** Start of Records provided **

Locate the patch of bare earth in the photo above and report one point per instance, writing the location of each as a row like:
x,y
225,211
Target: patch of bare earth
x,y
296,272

** End of Records provided **

What is asked
Rewrite every line of the records. Scale each coordinate in the answers by 1.25 and round to whole numbers, with halves rounding up. Leave all other numbers, including the sample rows, unchanged.

Written response
Locate the patch of bare earth in the photo above and report one point per instance, writing the location of each as a row like:
x,y
225,211
Target: patch of bare earth
x,y
370,340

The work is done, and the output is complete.